-- BEGIN --
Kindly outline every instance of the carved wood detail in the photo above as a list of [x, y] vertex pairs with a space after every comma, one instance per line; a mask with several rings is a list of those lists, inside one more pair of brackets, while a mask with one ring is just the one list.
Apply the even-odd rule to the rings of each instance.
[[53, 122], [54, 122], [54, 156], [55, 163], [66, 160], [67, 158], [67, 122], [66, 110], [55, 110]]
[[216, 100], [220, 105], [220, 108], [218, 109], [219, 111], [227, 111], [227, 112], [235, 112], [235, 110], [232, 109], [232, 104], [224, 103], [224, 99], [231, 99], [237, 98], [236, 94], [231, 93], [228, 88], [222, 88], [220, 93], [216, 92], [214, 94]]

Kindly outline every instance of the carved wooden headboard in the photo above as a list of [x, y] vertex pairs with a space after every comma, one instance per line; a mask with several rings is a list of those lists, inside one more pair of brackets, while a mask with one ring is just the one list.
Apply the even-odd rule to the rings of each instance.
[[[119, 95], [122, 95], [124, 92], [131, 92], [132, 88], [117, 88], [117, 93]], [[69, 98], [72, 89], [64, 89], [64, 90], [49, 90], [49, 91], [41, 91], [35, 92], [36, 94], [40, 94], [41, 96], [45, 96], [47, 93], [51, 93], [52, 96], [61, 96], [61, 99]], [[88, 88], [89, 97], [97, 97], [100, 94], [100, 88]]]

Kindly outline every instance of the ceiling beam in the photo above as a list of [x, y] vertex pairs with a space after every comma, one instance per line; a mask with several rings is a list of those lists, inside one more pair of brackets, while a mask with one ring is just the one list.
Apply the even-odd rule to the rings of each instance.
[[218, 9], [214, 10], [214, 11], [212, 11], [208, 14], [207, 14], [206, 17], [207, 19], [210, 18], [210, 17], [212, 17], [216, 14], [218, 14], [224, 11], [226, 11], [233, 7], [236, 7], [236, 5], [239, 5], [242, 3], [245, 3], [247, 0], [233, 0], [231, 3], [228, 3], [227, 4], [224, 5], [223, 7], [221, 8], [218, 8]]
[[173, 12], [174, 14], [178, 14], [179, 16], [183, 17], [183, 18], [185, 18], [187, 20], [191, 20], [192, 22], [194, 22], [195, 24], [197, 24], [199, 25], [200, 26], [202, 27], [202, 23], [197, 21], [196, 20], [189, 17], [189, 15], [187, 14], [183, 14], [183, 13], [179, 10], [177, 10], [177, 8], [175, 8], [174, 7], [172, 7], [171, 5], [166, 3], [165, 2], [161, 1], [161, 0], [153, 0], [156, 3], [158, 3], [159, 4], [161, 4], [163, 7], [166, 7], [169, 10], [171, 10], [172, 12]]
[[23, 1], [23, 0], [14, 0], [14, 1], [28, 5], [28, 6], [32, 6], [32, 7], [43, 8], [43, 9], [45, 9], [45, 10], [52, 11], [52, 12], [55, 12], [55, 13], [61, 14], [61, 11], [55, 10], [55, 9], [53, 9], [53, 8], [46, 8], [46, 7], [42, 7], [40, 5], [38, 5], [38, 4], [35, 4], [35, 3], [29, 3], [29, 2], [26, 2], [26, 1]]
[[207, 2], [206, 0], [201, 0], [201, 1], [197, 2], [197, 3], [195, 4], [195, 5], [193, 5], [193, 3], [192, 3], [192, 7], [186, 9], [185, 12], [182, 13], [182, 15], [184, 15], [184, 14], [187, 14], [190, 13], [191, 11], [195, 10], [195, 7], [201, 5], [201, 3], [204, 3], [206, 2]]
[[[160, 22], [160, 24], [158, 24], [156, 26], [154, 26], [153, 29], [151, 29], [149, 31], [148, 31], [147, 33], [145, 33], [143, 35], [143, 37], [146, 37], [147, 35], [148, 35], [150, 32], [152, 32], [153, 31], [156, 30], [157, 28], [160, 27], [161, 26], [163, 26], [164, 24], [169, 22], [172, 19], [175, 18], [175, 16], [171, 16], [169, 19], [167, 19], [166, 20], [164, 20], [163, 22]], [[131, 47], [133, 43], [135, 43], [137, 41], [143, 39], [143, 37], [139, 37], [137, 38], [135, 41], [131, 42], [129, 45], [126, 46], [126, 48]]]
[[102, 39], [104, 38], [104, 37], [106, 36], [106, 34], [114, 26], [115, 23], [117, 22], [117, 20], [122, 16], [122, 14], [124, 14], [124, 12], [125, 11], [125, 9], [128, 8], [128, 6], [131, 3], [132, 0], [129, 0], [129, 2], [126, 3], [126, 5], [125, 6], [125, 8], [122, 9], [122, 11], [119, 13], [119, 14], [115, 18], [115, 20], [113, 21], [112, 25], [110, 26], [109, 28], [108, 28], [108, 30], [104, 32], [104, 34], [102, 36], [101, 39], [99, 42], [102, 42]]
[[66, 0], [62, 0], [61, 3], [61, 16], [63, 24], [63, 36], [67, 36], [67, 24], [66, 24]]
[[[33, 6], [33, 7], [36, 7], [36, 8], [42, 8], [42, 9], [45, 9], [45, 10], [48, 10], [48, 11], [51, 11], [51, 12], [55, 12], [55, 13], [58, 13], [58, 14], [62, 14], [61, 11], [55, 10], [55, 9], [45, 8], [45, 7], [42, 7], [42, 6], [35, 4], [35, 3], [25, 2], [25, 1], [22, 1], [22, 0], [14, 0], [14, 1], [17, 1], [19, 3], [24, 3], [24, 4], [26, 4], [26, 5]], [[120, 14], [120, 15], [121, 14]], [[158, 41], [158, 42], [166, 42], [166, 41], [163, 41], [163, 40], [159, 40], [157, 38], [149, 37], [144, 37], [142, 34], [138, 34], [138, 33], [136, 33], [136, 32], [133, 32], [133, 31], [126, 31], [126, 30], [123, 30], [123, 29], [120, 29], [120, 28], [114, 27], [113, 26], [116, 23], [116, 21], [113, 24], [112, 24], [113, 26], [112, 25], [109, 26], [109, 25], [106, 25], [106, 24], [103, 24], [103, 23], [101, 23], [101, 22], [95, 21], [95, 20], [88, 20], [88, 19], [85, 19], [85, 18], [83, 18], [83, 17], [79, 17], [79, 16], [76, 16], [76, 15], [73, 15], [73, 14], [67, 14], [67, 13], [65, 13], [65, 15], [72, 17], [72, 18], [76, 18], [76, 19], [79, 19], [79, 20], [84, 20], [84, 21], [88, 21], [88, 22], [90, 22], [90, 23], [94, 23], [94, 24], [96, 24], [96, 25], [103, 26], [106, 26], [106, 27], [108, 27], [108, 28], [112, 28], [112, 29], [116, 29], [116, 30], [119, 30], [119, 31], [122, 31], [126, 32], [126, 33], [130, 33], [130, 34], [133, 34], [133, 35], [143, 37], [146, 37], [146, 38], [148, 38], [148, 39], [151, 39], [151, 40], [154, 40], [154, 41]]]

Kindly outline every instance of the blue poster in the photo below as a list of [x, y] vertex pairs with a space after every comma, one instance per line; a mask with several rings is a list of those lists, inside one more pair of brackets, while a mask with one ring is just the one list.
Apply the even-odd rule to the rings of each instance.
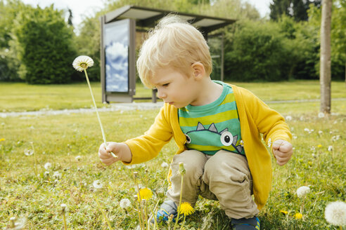
[[129, 92], [129, 20], [105, 25], [105, 91]]

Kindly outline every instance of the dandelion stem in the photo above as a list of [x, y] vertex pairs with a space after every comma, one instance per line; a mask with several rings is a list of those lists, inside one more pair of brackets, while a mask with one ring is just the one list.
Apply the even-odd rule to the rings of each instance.
[[180, 228], [180, 230], [183, 230], [184, 224], [185, 224], [185, 219], [186, 219], [186, 215], [184, 215], [183, 224], [181, 224], [181, 227]]
[[[103, 130], [103, 126], [102, 126], [102, 123], [100, 119], [100, 116], [98, 115], [98, 111], [97, 110], [96, 103], [95, 102], [95, 98], [94, 97], [93, 91], [91, 90], [91, 86], [90, 86], [90, 81], [89, 81], [88, 74], [86, 73], [86, 69], [84, 69], [85, 78], [86, 79], [86, 82], [88, 83], [89, 89], [90, 90], [90, 94], [91, 95], [91, 98], [94, 102], [94, 107], [95, 107], [95, 111], [96, 111], [97, 119], [98, 120], [98, 123], [100, 124], [100, 128], [102, 132], [102, 137], [103, 138], [103, 142], [105, 143], [105, 148], [107, 147], [107, 142], [105, 141], [105, 131]], [[117, 158], [113, 152], [110, 154], [115, 158]]]
[[35, 175], [37, 177], [37, 165], [36, 163], [36, 154], [35, 154], [35, 149], [34, 148], [34, 144], [32, 142], [30, 142], [31, 147], [32, 148], [32, 155], [34, 155], [34, 172], [35, 173]]
[[179, 205], [178, 206], [178, 215], [177, 216], [177, 219], [175, 219], [175, 224], [173, 230], [175, 230], [177, 229], [177, 226], [178, 226], [178, 221], [179, 219], [180, 207], [181, 205], [181, 198], [183, 196], [183, 179], [184, 179], [184, 173], [181, 173], [181, 183], [180, 184], [180, 198], [179, 198]]
[[133, 175], [134, 175], [134, 184], [136, 184], [136, 186], [137, 187], [137, 194], [138, 194], [137, 210], [138, 210], [138, 215], [139, 215], [139, 225], [141, 226], [141, 229], [144, 229], [144, 226], [145, 226], [144, 224], [145, 224], [143, 223], [143, 221], [142, 221], [143, 210], [142, 210], [142, 205], [141, 205], [141, 202], [142, 201], [142, 199], [141, 198], [141, 193], [139, 192], [139, 186], [137, 183], [137, 181], [136, 180], [136, 173], [134, 172]]
[[68, 224], [66, 223], [66, 216], [65, 212], [63, 213], [63, 221], [64, 222], [64, 229], [65, 230], [68, 230]]
[[93, 194], [94, 195], [94, 198], [95, 198], [95, 201], [96, 201], [96, 203], [97, 203], [97, 207], [98, 208], [98, 209], [101, 211], [102, 212], [102, 215], [103, 216], [103, 218], [105, 218], [105, 221], [107, 222], [107, 224], [108, 224], [108, 227], [110, 229], [113, 230], [112, 229], [112, 226], [110, 225], [110, 222], [109, 222], [109, 219], [107, 217], [107, 215], [105, 215], [105, 211], [103, 210], [103, 209], [101, 207], [100, 205], [100, 203], [98, 203], [98, 200], [96, 198], [96, 196], [95, 196], [95, 194]]

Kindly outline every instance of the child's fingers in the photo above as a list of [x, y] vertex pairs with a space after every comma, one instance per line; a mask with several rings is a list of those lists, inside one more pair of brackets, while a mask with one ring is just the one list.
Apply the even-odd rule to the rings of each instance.
[[115, 161], [113, 159], [114, 159], [114, 158], [113, 157], [111, 157], [111, 158], [108, 158], [107, 159], [103, 159], [103, 158], [101, 158], [101, 161], [105, 165], [110, 165], [112, 163], [113, 163], [115, 162]]

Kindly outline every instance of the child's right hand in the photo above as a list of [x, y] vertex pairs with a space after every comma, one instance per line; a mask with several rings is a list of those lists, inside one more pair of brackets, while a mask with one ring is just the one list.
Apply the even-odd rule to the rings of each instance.
[[[115, 154], [117, 157], [113, 156], [110, 152]], [[107, 149], [103, 143], [98, 149], [98, 157], [106, 165], [110, 165], [118, 161], [131, 162], [132, 160], [132, 154], [127, 144], [117, 142], [107, 142]]]

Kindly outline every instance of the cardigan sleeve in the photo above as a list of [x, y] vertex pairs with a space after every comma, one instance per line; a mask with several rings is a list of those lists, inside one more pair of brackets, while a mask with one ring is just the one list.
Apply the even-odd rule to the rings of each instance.
[[167, 119], [167, 111], [166, 106], [162, 107], [148, 131], [124, 142], [131, 150], [132, 161], [124, 163], [135, 164], [149, 161], [158, 156], [162, 147], [169, 142], [172, 130]]
[[292, 134], [283, 117], [255, 96], [250, 91], [243, 89], [244, 100], [250, 111], [258, 131], [263, 134], [266, 143], [274, 142], [276, 140], [283, 140], [290, 142]]

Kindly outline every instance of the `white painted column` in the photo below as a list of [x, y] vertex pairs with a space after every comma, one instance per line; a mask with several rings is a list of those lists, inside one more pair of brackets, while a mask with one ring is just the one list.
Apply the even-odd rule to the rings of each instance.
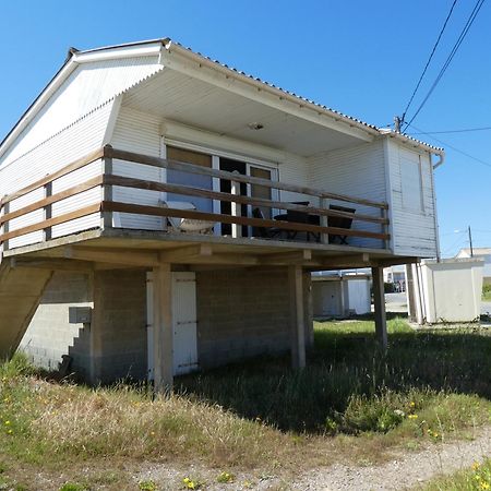
[[[233, 171], [235, 173], [239, 173], [237, 170]], [[237, 181], [230, 181], [231, 187], [231, 194], [239, 196], [240, 195], [240, 182]], [[231, 202], [231, 216], [240, 216], [241, 209], [240, 209], [240, 203]], [[242, 226], [239, 224], [232, 224], [231, 226], [232, 237], [235, 239], [242, 237]]]
[[372, 267], [373, 304], [375, 307], [375, 334], [380, 347], [387, 349], [387, 320], [385, 316], [384, 268]]
[[173, 382], [172, 276], [169, 263], [153, 268], [154, 390], [169, 393]]

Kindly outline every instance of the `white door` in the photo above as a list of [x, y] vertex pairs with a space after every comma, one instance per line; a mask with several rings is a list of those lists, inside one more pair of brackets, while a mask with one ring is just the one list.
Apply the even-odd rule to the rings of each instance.
[[[154, 332], [152, 276], [147, 280], [148, 380], [153, 380]], [[173, 374], [197, 369], [196, 278], [194, 273], [172, 273]]]

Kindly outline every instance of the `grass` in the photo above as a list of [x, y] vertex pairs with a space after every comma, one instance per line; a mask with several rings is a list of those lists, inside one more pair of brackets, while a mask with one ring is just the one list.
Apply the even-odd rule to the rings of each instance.
[[155, 399], [144, 386], [51, 383], [16, 356], [0, 367], [0, 484], [62, 465], [73, 471], [58, 489], [118, 489], [130, 479], [121, 463], [142, 460], [288, 472], [373, 460], [490, 421], [491, 336], [414, 332], [400, 319], [388, 330], [384, 356], [371, 321], [318, 323], [303, 371], [288, 357], [258, 359], [180, 378], [171, 397]]
[[436, 478], [428, 483], [424, 491], [486, 491], [491, 489], [491, 459], [475, 463], [451, 477]]

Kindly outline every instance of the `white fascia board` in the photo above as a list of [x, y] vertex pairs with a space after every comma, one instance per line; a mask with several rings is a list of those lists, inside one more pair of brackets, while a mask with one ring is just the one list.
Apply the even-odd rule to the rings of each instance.
[[406, 136], [402, 133], [396, 133], [394, 131], [385, 131], [385, 130], [381, 130], [381, 134], [385, 137], [385, 139], [393, 139], [393, 140], [397, 140], [398, 143], [403, 143], [406, 146], [410, 146], [412, 148], [420, 148], [423, 149], [430, 154], [434, 154], [434, 155], [439, 155], [441, 157], [445, 156], [445, 151], [442, 148], [439, 148], [436, 146], [432, 146], [429, 145], [428, 143], [424, 142], [420, 142], [419, 140], [415, 140], [411, 139], [409, 136]]
[[342, 115], [300, 99], [278, 88], [242, 75], [177, 45], [167, 45], [163, 63], [171, 70], [196, 77], [258, 103], [297, 116], [331, 130], [372, 142], [380, 132]]
[[261, 165], [267, 161], [282, 165], [284, 160], [306, 161], [303, 157], [289, 152], [272, 148], [260, 143], [246, 142], [168, 119], [160, 124], [160, 135], [169, 144], [178, 146], [183, 144], [196, 152], [211, 152], [223, 157], [242, 158], [250, 164]]
[[109, 48], [100, 51], [79, 51], [73, 55], [73, 59], [77, 63], [91, 63], [93, 61], [118, 60], [122, 58], [151, 57], [160, 55], [161, 48], [161, 43], [152, 43], [141, 46]]

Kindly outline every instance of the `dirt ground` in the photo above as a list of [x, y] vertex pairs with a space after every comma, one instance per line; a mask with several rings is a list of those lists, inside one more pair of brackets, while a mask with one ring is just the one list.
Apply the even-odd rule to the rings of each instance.
[[136, 482], [153, 480], [165, 490], [179, 489], [183, 476], [196, 476], [207, 483], [206, 490], [296, 490], [296, 491], [388, 491], [417, 489], [440, 475], [451, 475], [472, 463], [491, 456], [491, 427], [476, 429], [472, 440], [429, 444], [419, 451], [405, 451], [379, 466], [345, 466], [311, 470], [291, 481], [286, 476], [238, 475], [233, 483], [216, 483], [217, 471], [203, 468], [169, 468], [147, 465], [134, 475]]

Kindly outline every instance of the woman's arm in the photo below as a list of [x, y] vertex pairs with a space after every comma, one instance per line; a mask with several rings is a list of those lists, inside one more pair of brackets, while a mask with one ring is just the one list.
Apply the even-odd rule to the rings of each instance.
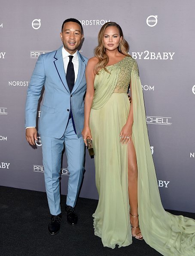
[[133, 100], [132, 97], [131, 92], [131, 81], [130, 82], [130, 91], [131, 96], [130, 109], [126, 124], [122, 128], [120, 134], [120, 137], [121, 137], [120, 142], [122, 144], [124, 144], [124, 143], [125, 144], [127, 144], [128, 141], [129, 143], [132, 135], [132, 129], [134, 122], [134, 112], [133, 107]]
[[98, 60], [96, 57], [90, 59], [87, 65], [85, 71], [86, 81], [87, 82], [87, 91], [85, 99], [85, 119], [84, 128], [82, 131], [82, 135], [86, 145], [86, 138], [89, 136], [91, 138], [89, 128], [89, 116], [91, 109], [94, 95], [94, 79], [95, 74], [94, 69], [98, 63]]

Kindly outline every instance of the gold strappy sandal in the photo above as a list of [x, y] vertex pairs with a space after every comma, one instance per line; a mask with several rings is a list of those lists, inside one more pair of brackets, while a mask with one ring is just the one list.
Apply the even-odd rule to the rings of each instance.
[[[133, 217], [139, 217], [139, 215], [133, 215], [132, 214], [131, 214], [131, 212], [129, 212], [129, 213], [130, 214], [130, 215], [131, 215]], [[133, 227], [133, 226], [131, 225], [131, 228], [139, 228], [140, 227], [140, 226], [138, 226], [138, 227]], [[136, 237], [136, 236], [137, 236], [139, 234], [141, 234], [141, 231], [140, 231], [139, 233], [138, 233], [137, 234], [136, 234], [136, 235], [134, 237], [133, 236], [132, 236], [132, 237], [134, 237], [135, 238], [136, 238], [136, 239], [138, 239], [138, 240], [143, 240], [143, 237], [142, 237], [140, 238], [138, 238], [138, 237]], [[142, 235], [141, 235], [142, 236]]]

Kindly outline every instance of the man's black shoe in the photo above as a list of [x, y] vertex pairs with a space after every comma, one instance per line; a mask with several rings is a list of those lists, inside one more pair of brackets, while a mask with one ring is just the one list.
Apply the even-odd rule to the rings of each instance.
[[76, 225], [77, 223], [78, 216], [74, 208], [70, 205], [66, 205], [65, 211], [67, 214], [67, 222], [73, 226]]
[[61, 222], [61, 214], [52, 215], [51, 221], [48, 225], [48, 230], [51, 235], [56, 234], [60, 230]]

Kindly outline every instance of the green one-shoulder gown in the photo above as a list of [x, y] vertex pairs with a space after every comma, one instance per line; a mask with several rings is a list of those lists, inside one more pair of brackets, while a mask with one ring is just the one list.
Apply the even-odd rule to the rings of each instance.
[[131, 244], [128, 195], [127, 146], [120, 144], [130, 103], [131, 81], [134, 124], [132, 139], [137, 163], [139, 224], [145, 241], [163, 255], [195, 255], [195, 221], [173, 215], [162, 206], [150, 150], [143, 93], [136, 61], [126, 56], [95, 77], [90, 127], [99, 195], [93, 217], [95, 234], [112, 248]]

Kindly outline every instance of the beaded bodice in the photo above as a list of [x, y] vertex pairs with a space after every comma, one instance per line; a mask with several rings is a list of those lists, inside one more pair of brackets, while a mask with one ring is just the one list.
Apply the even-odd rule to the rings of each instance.
[[[124, 93], [127, 92], [130, 83], [131, 72], [133, 70], [136, 74], [139, 75], [136, 61], [134, 59], [129, 56], [126, 56], [113, 65], [107, 66], [106, 68], [110, 72], [109, 77], [110, 75], [115, 75], [116, 71], [119, 70], [118, 76], [116, 77], [117, 81], [116, 81], [116, 87], [113, 92]], [[106, 71], [102, 69], [100, 73], [102, 72], [106, 72]]]
[[94, 81], [95, 92], [92, 108], [102, 107], [113, 93], [127, 93], [131, 77], [139, 76], [136, 61], [126, 56], [117, 63], [106, 67], [96, 75]]

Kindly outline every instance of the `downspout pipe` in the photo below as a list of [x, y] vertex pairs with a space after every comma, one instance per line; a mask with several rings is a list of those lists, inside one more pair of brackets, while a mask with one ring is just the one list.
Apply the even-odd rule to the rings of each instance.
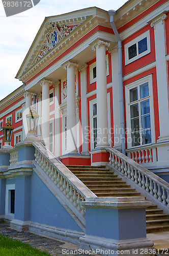
[[123, 87], [123, 73], [122, 73], [122, 39], [120, 38], [118, 31], [114, 23], [114, 16], [116, 13], [116, 11], [110, 10], [108, 11], [110, 16], [110, 23], [115, 34], [118, 40], [118, 58], [119, 58], [119, 94], [120, 94], [120, 123], [121, 135], [122, 142], [122, 153], [124, 155], [125, 153], [125, 136], [124, 126], [124, 98]]

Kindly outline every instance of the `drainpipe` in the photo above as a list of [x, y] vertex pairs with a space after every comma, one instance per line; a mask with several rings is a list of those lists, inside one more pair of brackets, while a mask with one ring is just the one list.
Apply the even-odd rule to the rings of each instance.
[[118, 31], [114, 23], [114, 16], [116, 11], [110, 10], [108, 11], [110, 16], [110, 23], [111, 28], [114, 31], [115, 34], [118, 40], [118, 56], [119, 56], [119, 93], [120, 93], [120, 123], [121, 130], [122, 141], [122, 153], [124, 155], [125, 153], [125, 137], [124, 128], [124, 99], [123, 99], [123, 73], [122, 73], [122, 39], [120, 38]]

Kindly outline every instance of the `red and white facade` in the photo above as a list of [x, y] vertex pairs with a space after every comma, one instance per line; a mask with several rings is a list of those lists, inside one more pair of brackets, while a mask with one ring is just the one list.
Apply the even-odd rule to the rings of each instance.
[[[169, 168], [168, 11], [166, 0], [130, 0], [114, 17], [122, 44], [126, 153], [163, 173]], [[37, 135], [64, 163], [105, 164], [105, 148], [121, 148], [117, 45], [103, 10], [45, 18], [16, 75], [24, 86], [1, 102], [3, 125], [12, 116], [12, 145], [26, 137], [25, 115], [34, 104]]]

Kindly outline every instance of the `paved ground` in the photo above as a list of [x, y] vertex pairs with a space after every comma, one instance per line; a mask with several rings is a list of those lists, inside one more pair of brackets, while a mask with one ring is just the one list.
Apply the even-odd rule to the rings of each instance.
[[[64, 242], [58, 239], [49, 238], [37, 234], [31, 233], [29, 231], [19, 231], [11, 228], [6, 224], [0, 224], [0, 233], [10, 238], [17, 239], [20, 242], [29, 244], [38, 250], [46, 251], [49, 254], [54, 256], [67, 255], [62, 253], [62, 250], [76, 250], [77, 247], [70, 243]], [[81, 254], [71, 254], [71, 255], [81, 255]], [[83, 254], [84, 255], [84, 254]], [[70, 254], [69, 254], [70, 255]]]

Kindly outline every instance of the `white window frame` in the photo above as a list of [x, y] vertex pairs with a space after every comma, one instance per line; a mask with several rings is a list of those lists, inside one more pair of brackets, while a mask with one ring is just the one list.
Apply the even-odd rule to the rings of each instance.
[[[19, 117], [19, 119], [17, 119], [17, 116], [18, 113], [21, 113], [22, 112], [22, 117]], [[19, 115], [20, 116], [20, 115]], [[17, 110], [17, 111], [15, 112], [15, 123], [17, 123], [17, 122], [19, 122], [19, 121], [22, 120], [22, 116], [23, 116], [23, 112], [22, 112], [22, 109], [20, 109], [19, 110]]]
[[54, 91], [53, 91], [53, 88], [52, 88], [52, 89], [50, 90], [50, 91], [49, 91], [49, 95], [51, 93], [53, 93], [53, 100], [50, 102], [50, 98], [49, 98], [49, 105], [50, 106], [51, 105], [52, 105], [52, 104], [54, 103]]
[[16, 144], [17, 144], [16, 143], [16, 137], [19, 136], [19, 135], [21, 136], [21, 141], [22, 141], [22, 132], [19, 132], [19, 133], [15, 133], [14, 134], [14, 144], [15, 145], [16, 145]]
[[[138, 41], [140, 41], [143, 39], [145, 38], [145, 37], [147, 37], [147, 50], [140, 54], [138, 54]], [[128, 48], [130, 46], [132, 46], [133, 45], [134, 45], [135, 44], [136, 44], [136, 51], [137, 51], [137, 55], [135, 56], [135, 57], [133, 57], [131, 59], [129, 59], [129, 56], [128, 56]], [[139, 59], [142, 57], [148, 54], [151, 51], [150, 50], [150, 30], [148, 30], [147, 31], [145, 32], [143, 34], [142, 34], [142, 35], [140, 35], [139, 36], [137, 36], [135, 38], [134, 38], [133, 40], [132, 40], [131, 41], [130, 41], [127, 44], [126, 44], [124, 46], [124, 51], [125, 51], [125, 65], [127, 65], [127, 64], [129, 64], [129, 63], [132, 62], [133, 61], [134, 61], [136, 59]]]
[[15, 214], [11, 213], [11, 194], [10, 190], [15, 189], [15, 184], [9, 184], [6, 185], [5, 193], [5, 212], [6, 215], [14, 217]]
[[[151, 129], [151, 139], [152, 142], [150, 144], [155, 142], [155, 124], [154, 124], [154, 102], [153, 102], [153, 92], [152, 86], [152, 75], [148, 75], [139, 80], [135, 81], [125, 87], [125, 97], [126, 97], [126, 126], [127, 128], [127, 148], [134, 148], [139, 147], [145, 146], [148, 144], [146, 144], [142, 145], [132, 146], [131, 135], [131, 122], [130, 122], [130, 90], [136, 86], [139, 86], [146, 82], [149, 83], [149, 96], [147, 98], [150, 100], [150, 122]], [[147, 97], [146, 97], [147, 98]], [[145, 99], [146, 98], [145, 98]]]
[[51, 132], [50, 132], [49, 131], [49, 149], [50, 148], [50, 135], [52, 135], [52, 153], [54, 153], [54, 117], [52, 118], [51, 118], [49, 120], [49, 124], [50, 124], [51, 123], [52, 124], [52, 131]]
[[4, 123], [4, 119], [2, 119], [0, 121], [0, 123], [3, 123], [3, 124], [2, 124], [2, 128], [1, 129], [0, 128], [0, 131], [2, 131], [3, 130], [3, 123]]
[[11, 124], [12, 124], [12, 114], [11, 115], [10, 115], [9, 116], [7, 116], [6, 118], [6, 123], [7, 122], [7, 120], [8, 118], [10, 118], [10, 117], [11, 117]]

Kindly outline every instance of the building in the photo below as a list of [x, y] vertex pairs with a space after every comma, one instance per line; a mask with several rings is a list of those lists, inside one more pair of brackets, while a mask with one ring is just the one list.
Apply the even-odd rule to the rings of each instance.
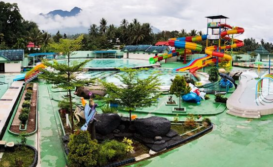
-- END --
» **PROBLEM**
Gather every line in the entries above that contains the string "carved", matching case exactly.

» **EXERCISE OUTPUT**
Kindly outline every instance of the carved wood detail in the photo above as a list of [x, y] vertex pairs with a space after every comma, one instance per line; a mask with several rings is a list of those lists, inside one more pair of brackets, while a mask with one ring is just the one list.
Kindly outline every instance of the carved wooden headboard in the photo above as a list of [x, y] vertex pairs with a space after every comma, one instance per line; a mask with several rings is a list of those lists, inside one more pair of brackets, while a mask with one ring is just the one list.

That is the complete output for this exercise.